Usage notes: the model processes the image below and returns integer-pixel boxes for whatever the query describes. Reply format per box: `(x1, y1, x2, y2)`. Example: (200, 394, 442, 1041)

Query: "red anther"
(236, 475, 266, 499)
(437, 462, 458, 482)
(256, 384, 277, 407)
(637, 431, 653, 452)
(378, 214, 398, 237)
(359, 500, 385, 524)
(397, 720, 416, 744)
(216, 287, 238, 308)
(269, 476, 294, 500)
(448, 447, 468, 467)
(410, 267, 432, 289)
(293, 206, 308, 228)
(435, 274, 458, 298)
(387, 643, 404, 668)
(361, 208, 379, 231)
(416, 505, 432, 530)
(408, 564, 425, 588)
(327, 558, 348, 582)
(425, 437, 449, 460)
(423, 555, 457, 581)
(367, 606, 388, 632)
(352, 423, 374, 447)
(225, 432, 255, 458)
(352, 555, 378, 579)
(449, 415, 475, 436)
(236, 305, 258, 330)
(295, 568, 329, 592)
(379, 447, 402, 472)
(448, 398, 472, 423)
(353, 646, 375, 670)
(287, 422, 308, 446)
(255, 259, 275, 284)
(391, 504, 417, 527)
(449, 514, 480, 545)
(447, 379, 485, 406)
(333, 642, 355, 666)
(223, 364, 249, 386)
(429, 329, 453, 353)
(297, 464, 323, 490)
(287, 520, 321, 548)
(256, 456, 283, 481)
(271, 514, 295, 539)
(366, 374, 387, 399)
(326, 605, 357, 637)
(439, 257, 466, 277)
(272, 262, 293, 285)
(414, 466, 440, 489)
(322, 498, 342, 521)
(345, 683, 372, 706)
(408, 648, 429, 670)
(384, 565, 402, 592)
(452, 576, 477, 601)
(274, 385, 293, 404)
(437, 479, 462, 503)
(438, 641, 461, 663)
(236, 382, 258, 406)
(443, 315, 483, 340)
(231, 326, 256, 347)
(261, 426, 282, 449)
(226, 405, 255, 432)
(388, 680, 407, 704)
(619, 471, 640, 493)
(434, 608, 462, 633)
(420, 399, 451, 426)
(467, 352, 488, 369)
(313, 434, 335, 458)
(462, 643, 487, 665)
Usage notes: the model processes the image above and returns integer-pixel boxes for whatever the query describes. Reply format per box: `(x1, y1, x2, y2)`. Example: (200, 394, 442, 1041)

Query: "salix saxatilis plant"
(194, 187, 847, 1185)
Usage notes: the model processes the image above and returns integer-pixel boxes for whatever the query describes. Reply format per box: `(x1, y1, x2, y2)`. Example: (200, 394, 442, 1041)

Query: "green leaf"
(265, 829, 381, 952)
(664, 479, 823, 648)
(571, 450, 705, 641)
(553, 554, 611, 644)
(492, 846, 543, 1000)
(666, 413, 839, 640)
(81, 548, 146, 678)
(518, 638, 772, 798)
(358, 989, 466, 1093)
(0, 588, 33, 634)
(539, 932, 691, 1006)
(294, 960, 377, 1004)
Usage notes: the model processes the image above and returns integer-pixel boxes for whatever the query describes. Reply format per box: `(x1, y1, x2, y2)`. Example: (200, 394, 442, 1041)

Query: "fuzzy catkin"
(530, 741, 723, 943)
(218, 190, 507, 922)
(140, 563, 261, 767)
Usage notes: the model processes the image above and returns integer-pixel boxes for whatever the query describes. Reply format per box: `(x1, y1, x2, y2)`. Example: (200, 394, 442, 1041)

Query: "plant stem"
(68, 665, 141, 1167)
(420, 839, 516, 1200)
+-------+
◆ **WORK ITEM**:
Transcribe all of the material exactly. Omit nothing.

◆ **EXPECTED OUTPUT**:
Usage notes: the model processes the image below and returns integer-pixel boxes for whatever the query describes. Reply format per box: `(x1, y1, x2, y2)`. Example: (200, 394, 442, 1041)

Query: "red anther"
(236, 475, 266, 499)
(437, 462, 458, 482)
(256, 384, 277, 407)
(637, 431, 653, 452)
(378, 214, 398, 237)
(359, 500, 385, 524)
(397, 720, 416, 744)
(216, 287, 238, 308)
(269, 476, 294, 500)
(448, 447, 468, 467)
(410, 267, 432, 289)
(293, 206, 308, 228)
(435, 274, 458, 298)
(387, 643, 404, 668)
(361, 208, 379, 231)
(416, 505, 432, 530)
(408, 564, 425, 588)
(327, 558, 348, 582)
(425, 437, 449, 460)
(423, 555, 457, 581)
(367, 606, 388, 632)
(352, 423, 374, 447)
(225, 432, 255, 458)
(352, 555, 378, 579)
(449, 415, 475, 436)
(236, 305, 258, 330)
(295, 568, 329, 592)
(379, 447, 402, 472)
(448, 398, 472, 423)
(353, 646, 375, 670)
(287, 422, 308, 446)
(255, 259, 275, 284)
(391, 504, 417, 527)
(449, 514, 480, 545)
(447, 379, 485, 406)
(333, 642, 355, 666)
(223, 364, 249, 386)
(429, 329, 453, 353)
(297, 464, 323, 490)
(287, 520, 321, 548)
(256, 456, 283, 481)
(271, 514, 295, 539)
(366, 374, 387, 399)
(326, 605, 357, 637)
(439, 257, 466, 277)
(272, 262, 293, 285)
(414, 466, 440, 489)
(322, 498, 342, 521)
(345, 683, 372, 706)
(408, 648, 429, 670)
(384, 565, 402, 592)
(452, 576, 477, 601)
(274, 385, 293, 404)
(437, 479, 462, 503)
(438, 641, 461, 663)
(236, 382, 258, 406)
(443, 315, 483, 340)
(231, 326, 256, 347)
(261, 426, 282, 449)
(226, 405, 255, 432)
(388, 680, 407, 704)
(619, 471, 640, 493)
(434, 608, 462, 633)
(420, 399, 451, 426)
(467, 352, 488, 369)
(313, 434, 335, 458)
(462, 643, 487, 665)
Usage notes: the model processes the image above and returns integer-pixel boxes for whatever the query describes. Reply format per box: `(x1, y1, x2, y2)`. Example: (200, 394, 442, 1041)

Query: "salix saxatilis plant"
(194, 187, 847, 1185)
Usage notes: the model processes the image above and returns integer-pixel boxes for whatever the query describes. Reply format per box: `(x1, y1, x2, y2)`. Example: (200, 394, 442, 1041)

Query: "green leaf"
(265, 829, 381, 952)
(664, 479, 823, 648)
(571, 450, 705, 641)
(553, 554, 611, 644)
(492, 846, 543, 1000)
(666, 413, 839, 640)
(81, 548, 146, 678)
(518, 638, 772, 798)
(358, 989, 466, 1093)
(0, 588, 33, 634)
(539, 932, 691, 1006)
(294, 960, 377, 1004)
Usage notes: the model processes the image above and returns integer-pixel boxes for whatever the query describes. Reply format per box: `(x1, y1, x2, y2)`. Example: (200, 394, 442, 1041)

Query: "fuzzy catkin"
(530, 741, 723, 943)
(218, 190, 507, 922)
(140, 563, 261, 767)
Usage notes: the model processes the image above and returns integer-pixel boxes for whatever the query describes. Reply format per box: `(x1, y1, x2, y2)`. Example: (200, 394, 442, 1041)

Query: "plant stem"
(68, 665, 141, 1167)
(420, 839, 516, 1200)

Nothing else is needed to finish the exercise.